--- start DATA FOR THIS EXERCISE ---

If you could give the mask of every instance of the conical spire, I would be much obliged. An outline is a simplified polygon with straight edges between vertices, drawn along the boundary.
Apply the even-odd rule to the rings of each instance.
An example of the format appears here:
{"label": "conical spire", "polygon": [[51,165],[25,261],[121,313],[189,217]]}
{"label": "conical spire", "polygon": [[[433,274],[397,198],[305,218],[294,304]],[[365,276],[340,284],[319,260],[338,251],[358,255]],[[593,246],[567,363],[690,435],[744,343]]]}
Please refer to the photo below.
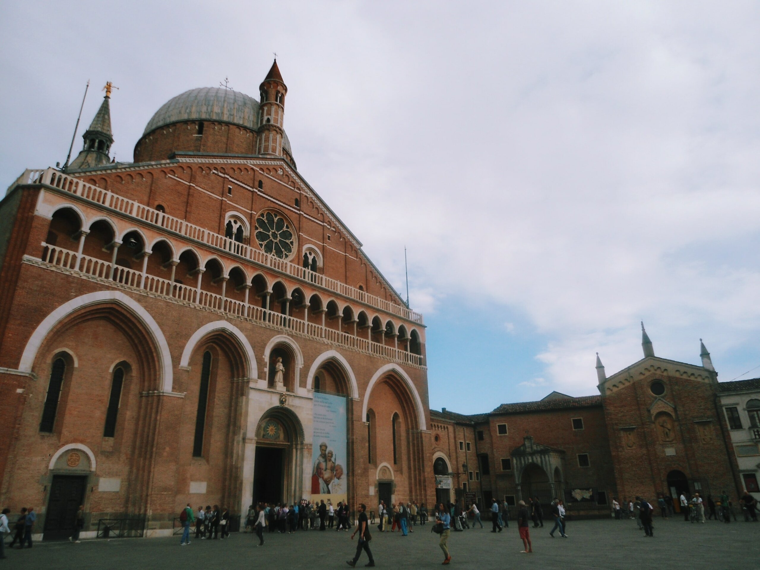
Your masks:
{"label": "conical spire", "polygon": [[711,372],[715,372],[715,368],[712,365],[712,359],[710,358],[710,353],[708,352],[708,349],[701,338],[699,339],[699,356],[702,359],[702,366]]}
{"label": "conical spire", "polygon": [[275,59],[272,66],[269,68],[269,73],[267,74],[267,77],[264,78],[264,81],[268,81],[274,79],[275,81],[280,81],[281,84],[284,84],[285,81],[283,81],[283,76],[280,74],[280,68],[277,67],[277,60]]}
{"label": "conical spire", "polygon": [[113,144],[113,135],[111,133],[111,82],[106,84],[106,97],[103,98],[100,108],[95,113],[95,118],[90,124],[90,128],[84,131],[82,138],[84,139],[84,147],[81,150],[66,170],[84,170],[88,168],[97,168],[111,162],[109,152]]}
{"label": "conical spire", "polygon": [[602,360],[599,358],[599,353],[597,353],[597,379],[599,380],[600,384],[607,379],[607,375],[604,372],[604,365],[602,364]]}
{"label": "conical spire", "polygon": [[649,340],[647,330],[644,328],[644,321],[641,321],[641,348],[644,349],[644,358],[654,356],[654,347],[652,347],[652,341]]}
{"label": "conical spire", "polygon": [[103,98],[100,108],[95,113],[95,118],[90,125],[87,132],[102,133],[111,137],[112,139],[113,138],[112,133],[111,132],[111,105],[109,103],[110,100],[111,98],[108,95]]}

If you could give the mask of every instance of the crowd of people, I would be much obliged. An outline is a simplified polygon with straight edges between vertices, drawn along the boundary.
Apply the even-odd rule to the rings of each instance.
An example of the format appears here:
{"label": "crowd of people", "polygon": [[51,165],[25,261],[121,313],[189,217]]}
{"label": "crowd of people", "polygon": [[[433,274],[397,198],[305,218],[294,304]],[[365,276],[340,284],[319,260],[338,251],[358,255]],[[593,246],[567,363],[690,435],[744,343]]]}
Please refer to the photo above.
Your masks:
{"label": "crowd of people", "polygon": [[[733,502],[725,491],[717,499],[714,499],[712,495],[708,495],[707,498],[703,499],[699,492],[689,494],[682,492],[679,496],[678,505],[685,522],[705,523],[707,521],[715,520],[730,523],[732,518],[734,521],[737,520]],[[745,491],[739,498],[739,505],[746,522],[756,522],[758,521],[757,499],[748,492]],[[660,493],[654,504],[648,502],[642,497],[635,497],[633,500],[629,500],[625,498],[623,499],[621,504],[616,497],[613,500],[612,506],[616,520],[620,521],[626,518],[635,520],[638,528],[647,532],[645,536],[652,536],[652,534],[651,529],[648,531],[643,521],[656,516],[655,509],[659,509],[660,517],[663,519],[670,518],[676,514],[673,498],[664,493]],[[705,508],[707,512],[705,512]],[[650,520],[649,522],[651,524],[651,521]]]}

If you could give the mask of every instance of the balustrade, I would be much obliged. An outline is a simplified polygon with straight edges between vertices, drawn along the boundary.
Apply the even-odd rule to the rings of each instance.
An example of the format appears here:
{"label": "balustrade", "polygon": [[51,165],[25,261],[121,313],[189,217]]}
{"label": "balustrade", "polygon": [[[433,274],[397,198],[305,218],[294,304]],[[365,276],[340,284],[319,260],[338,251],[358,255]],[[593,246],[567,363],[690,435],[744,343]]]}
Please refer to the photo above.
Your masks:
{"label": "balustrade", "polygon": [[[140,292],[147,292],[161,297],[169,297],[195,305],[204,309],[225,313],[232,317],[264,322],[288,331],[325,340],[334,344],[350,348],[359,352],[373,354],[382,358],[388,358],[405,364],[423,366],[422,356],[393,347],[369,340],[366,338],[323,327],[316,323],[308,322],[288,315],[262,309],[256,305],[250,305],[242,301],[223,297],[210,291],[198,290],[189,285],[172,283],[150,274],[143,274],[135,269],[112,264],[110,261],[97,259],[83,254],[78,254],[68,249],[42,242],[43,265],[68,270],[83,277],[97,278],[113,281]],[[27,256],[27,258],[29,256]],[[40,263],[39,260],[35,260]]]}
{"label": "balustrade", "polygon": [[103,190],[97,186],[87,184],[83,180],[60,173],[55,169],[25,170],[16,182],[14,182],[11,188],[20,184],[46,184],[64,192],[74,194],[85,200],[90,200],[126,215],[136,217],[147,223],[158,226],[191,239],[201,242],[211,247],[223,249],[230,253],[239,255],[259,265],[271,268],[296,279],[312,283],[324,289],[353,299],[360,302],[371,305],[382,311],[396,315],[413,322],[419,323],[420,325],[423,324],[423,315],[405,306],[391,302],[375,295],[370,295],[366,291],[362,291],[350,285],[347,285],[337,279],[332,279],[318,273],[315,273],[299,264],[280,259],[274,255],[270,255],[260,249],[239,243],[221,234],[189,223],[184,220],[169,216],[157,210],[154,210],[144,204],[123,198],[108,190]]}

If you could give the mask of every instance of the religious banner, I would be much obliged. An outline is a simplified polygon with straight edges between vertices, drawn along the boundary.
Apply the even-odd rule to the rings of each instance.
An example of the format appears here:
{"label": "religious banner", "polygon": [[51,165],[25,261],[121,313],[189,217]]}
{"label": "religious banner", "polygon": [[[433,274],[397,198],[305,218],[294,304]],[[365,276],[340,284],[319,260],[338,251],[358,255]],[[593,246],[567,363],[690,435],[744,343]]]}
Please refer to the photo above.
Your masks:
{"label": "religious banner", "polygon": [[312,500],[337,507],[347,498],[346,398],[315,392]]}

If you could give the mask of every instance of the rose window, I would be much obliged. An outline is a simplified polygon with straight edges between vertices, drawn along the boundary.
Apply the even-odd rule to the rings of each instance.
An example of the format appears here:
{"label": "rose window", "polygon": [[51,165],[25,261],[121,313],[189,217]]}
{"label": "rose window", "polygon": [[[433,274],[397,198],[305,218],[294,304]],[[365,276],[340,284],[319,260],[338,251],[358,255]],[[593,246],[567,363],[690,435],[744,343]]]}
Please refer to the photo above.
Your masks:
{"label": "rose window", "polygon": [[256,241],[264,253],[287,259],[296,246],[287,220],[275,212],[264,212],[256,218]]}

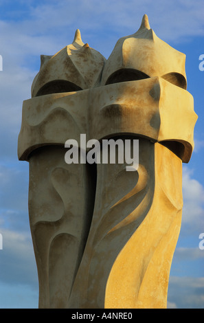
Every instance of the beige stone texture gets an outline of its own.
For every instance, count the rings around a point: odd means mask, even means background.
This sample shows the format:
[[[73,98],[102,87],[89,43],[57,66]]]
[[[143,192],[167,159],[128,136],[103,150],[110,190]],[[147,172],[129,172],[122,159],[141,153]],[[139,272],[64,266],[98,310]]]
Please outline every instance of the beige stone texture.
[[[29,216],[40,308],[166,307],[183,206],[182,162],[197,115],[185,56],[144,15],[109,58],[80,31],[41,56],[23,102],[18,156],[30,163]],[[65,143],[139,139],[139,168],[67,164]]]

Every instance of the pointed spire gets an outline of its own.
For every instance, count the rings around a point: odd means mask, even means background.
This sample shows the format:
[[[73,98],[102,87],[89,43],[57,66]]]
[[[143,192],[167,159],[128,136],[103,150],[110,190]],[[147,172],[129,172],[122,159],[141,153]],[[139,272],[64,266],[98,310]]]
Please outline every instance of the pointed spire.
[[[142,21],[139,29],[141,28],[150,29],[149,20],[147,14],[144,14],[142,17]]]
[[[50,55],[41,55],[41,67],[42,68],[43,65],[45,64],[45,63],[48,62],[49,60],[52,57]]]
[[[142,38],[154,39],[155,33],[150,28],[147,14],[143,16],[140,27],[134,35],[136,38],[141,38],[142,35]]]
[[[82,41],[81,33],[79,29],[77,29],[75,32],[74,38],[72,42],[72,44],[74,45],[74,43],[77,43],[78,45],[80,45],[81,46],[83,46],[84,45]]]

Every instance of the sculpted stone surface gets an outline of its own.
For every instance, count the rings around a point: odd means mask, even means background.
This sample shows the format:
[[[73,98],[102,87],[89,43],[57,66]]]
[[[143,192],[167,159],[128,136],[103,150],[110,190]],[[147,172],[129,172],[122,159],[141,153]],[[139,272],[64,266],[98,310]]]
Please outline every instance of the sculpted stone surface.
[[[197,119],[185,59],[146,15],[107,60],[78,30],[72,44],[41,56],[18,144],[19,159],[30,163],[39,307],[166,307],[182,162],[190,159]],[[65,143],[75,140],[80,149],[81,134],[128,139],[132,149],[138,139],[137,170],[126,171],[125,162],[67,164]]]

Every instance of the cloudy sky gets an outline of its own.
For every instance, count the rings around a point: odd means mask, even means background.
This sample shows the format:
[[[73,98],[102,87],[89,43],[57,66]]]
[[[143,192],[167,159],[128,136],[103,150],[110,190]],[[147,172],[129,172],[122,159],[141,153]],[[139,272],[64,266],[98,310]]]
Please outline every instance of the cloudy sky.
[[[204,54],[203,0],[1,0],[0,2],[0,308],[36,308],[38,278],[27,212],[28,164],[17,159],[22,102],[40,67],[80,30],[84,43],[109,57],[144,14],[156,34],[186,54],[188,91],[199,119],[195,148],[183,164],[183,211],[170,272],[168,307],[204,307]]]

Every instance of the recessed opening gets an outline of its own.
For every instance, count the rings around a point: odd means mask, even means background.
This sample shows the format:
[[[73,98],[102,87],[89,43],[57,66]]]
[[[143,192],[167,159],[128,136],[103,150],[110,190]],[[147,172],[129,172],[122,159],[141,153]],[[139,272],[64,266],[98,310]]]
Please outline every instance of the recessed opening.
[[[171,141],[171,140],[164,140],[163,142],[159,142],[163,146],[165,146],[170,151],[174,153],[178,157],[183,159],[185,151],[184,145],[179,142]]]
[[[170,82],[174,85],[181,87],[181,89],[184,89],[185,90],[187,89],[186,80],[185,77],[179,73],[168,73],[168,74],[163,75],[162,78],[164,78],[164,80]]]

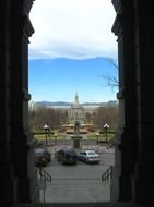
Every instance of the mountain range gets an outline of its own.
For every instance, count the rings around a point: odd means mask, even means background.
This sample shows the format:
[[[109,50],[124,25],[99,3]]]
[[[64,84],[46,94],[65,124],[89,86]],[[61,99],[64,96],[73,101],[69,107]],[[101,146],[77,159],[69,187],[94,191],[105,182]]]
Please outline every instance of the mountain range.
[[[37,101],[35,102],[36,107],[70,107],[73,102],[66,101]],[[117,105],[117,100],[109,100],[108,102],[83,102],[82,106],[98,106],[98,107],[107,107]]]

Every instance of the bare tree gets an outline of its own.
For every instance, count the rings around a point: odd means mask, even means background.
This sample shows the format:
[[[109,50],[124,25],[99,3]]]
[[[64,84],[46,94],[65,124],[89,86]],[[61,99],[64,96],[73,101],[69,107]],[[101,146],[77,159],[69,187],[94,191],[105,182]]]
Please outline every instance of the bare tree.
[[[115,66],[115,69],[117,70],[117,73],[118,73],[119,68],[118,68],[117,63],[111,62],[111,64]],[[119,81],[118,81],[118,78],[116,76],[100,75],[100,77],[104,78],[106,81],[106,83],[107,83],[104,87],[109,86],[109,87],[115,88],[115,87],[119,86]]]

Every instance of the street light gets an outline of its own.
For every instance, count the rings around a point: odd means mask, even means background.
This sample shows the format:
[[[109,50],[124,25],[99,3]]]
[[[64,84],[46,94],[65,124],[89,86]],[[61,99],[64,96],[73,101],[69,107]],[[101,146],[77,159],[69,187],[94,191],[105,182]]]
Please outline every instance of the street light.
[[[47,145],[47,137],[49,135],[49,126],[48,126],[48,124],[44,125],[44,130],[45,130],[45,133],[46,133],[46,145]]]
[[[54,134],[55,137],[55,145],[57,144],[57,133]]]
[[[99,133],[98,132],[96,133],[96,137],[97,137],[97,144],[98,144],[98,137],[99,137]]]
[[[109,125],[106,123],[104,124],[104,129],[105,129],[105,137],[106,137],[106,142],[107,142],[107,131],[109,129]]]

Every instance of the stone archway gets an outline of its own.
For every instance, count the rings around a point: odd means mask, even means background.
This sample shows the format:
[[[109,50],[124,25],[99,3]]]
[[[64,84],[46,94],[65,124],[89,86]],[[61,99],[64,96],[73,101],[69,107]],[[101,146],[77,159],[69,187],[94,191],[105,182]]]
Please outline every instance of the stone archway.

--- end DATA FOR THIS EXERCISE ---

Only the lines from the one containing "Every instance of the bare tree gets" through the end of the material should be reproduced, exactly, with both ends included.

Every instance of the bare tree gets an outline of its own.
For every instance, count the rings around a point: odd means mask, even means background.
This sample shows the format:
[[[109,50],[124,25],[99,3]]]
[[[64,84],[46,94],[65,124],[89,86]],[[61,99],[64,96],[73,101],[69,107]],[[101,146],[77,159],[69,187],[94,191],[105,182]]]
Please outline every instance of the bare tree.
[[[115,66],[115,69],[117,70],[117,73],[118,73],[119,68],[118,68],[117,63],[111,62],[111,64]],[[119,81],[118,81],[118,78],[116,76],[100,75],[100,77],[104,78],[106,81],[106,83],[107,83],[104,87],[109,86],[109,87],[115,88],[115,87],[119,86]]]

Every instance of the street light gets an outline of its own.
For every instance, count the rings around a point: odd means mask, even means background.
This sample shows the format:
[[[109,50],[124,25],[99,3]]]
[[[64,84],[46,94],[65,124],[89,86]],[[61,99],[64,96],[73,101],[69,107]],[[101,146],[77,159],[69,187],[94,191],[105,182]]]
Please outline every instance of the street light.
[[[47,145],[47,137],[49,135],[49,126],[48,126],[48,124],[44,125],[44,130],[45,130],[45,133],[46,133],[46,145]]]
[[[54,134],[55,137],[55,145],[57,144],[57,133]]]
[[[99,133],[98,132],[96,133],[96,137],[97,137],[97,144],[98,144],[98,137],[99,137]]]
[[[109,125],[106,123],[104,124],[104,129],[105,129],[105,137],[106,137],[106,142],[107,142],[107,131],[109,129]]]

Every instance of the stone archway gets an outline of its own.
For every instance, count the rings around a point: odd means mask, even means background.
This sample shows the format:
[[[109,50],[124,25],[99,3]]]
[[[64,84],[46,94],[65,124],[89,86]],[[61,99],[64,96],[73,101],[69,107]],[[101,146],[77,159],[69,187],[94,191],[105,182]]]
Please outline every instance of the stone archway.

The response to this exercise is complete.